#### Data for processing

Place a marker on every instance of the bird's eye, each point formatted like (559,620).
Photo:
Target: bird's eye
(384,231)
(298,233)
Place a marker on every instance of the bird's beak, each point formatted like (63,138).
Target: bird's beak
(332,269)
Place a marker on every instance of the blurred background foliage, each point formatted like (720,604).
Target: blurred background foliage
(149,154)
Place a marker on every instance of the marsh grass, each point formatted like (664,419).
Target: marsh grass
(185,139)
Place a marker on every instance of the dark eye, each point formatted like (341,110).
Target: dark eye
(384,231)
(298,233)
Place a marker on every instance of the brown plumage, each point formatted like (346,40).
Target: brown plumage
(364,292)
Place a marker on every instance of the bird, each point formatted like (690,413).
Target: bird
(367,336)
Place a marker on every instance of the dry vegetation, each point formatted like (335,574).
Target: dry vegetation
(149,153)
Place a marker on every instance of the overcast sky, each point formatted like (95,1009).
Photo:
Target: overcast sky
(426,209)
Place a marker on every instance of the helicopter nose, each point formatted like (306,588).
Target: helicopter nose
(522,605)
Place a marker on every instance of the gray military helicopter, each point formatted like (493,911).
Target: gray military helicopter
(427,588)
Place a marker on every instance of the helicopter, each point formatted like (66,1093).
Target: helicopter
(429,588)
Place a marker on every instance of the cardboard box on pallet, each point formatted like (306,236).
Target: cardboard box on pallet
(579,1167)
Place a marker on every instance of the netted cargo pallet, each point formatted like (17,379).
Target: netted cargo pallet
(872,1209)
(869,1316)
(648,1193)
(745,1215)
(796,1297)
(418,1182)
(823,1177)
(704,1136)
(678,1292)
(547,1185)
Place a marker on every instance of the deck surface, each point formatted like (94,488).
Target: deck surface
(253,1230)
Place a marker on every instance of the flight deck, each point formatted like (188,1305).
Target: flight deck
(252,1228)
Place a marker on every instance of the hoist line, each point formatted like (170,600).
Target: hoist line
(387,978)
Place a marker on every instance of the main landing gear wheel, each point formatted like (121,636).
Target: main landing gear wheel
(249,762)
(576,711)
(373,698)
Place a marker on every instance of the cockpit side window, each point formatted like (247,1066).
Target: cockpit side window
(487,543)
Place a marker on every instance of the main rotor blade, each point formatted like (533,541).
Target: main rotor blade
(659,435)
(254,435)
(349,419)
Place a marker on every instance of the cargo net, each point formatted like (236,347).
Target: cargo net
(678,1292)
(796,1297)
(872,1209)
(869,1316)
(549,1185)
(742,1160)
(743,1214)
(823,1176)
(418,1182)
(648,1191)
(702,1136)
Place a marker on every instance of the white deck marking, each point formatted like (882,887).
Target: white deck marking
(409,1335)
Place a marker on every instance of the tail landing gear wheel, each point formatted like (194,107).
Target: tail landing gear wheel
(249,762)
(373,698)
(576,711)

########

Lay out the stretch from the line containing "Place a marker on every instance of the cargo" through the last of the lines above as a Markdown table with the columns Row and Line, putting each line in its own numbered row and leaving out blank lines.

| Row | Line |
|---|---|
| 1 | Place a marker on every instance of the cargo net, each point formatted like (236,347). |
| 2 | Target: cargo net |
| 3 | (678,1292) |
| 4 | (796,1297) |
| 5 | (872,1209) |
| 6 | (869,1316) |
| 7 | (549,1185) |
| 8 | (742,1160) |
| 9 | (743,1214) |
| 10 | (823,1176) |
| 11 | (418,1182) |
| 12 | (648,1191) |
| 13 | (702,1136) |
| 14 | Place a marker on every instance of the white deck marking, each point formatted like (882,887). |
| 15 | Target: white deck marking |
| 16 | (409,1335) |
| 17 | Place a marker on every instance of the tail landing gear wheel, each point formatted like (194,107). |
| 18 | Target: tail landing gear wheel |
| 19 | (249,762) |
| 20 | (373,698) |
| 21 | (576,711) |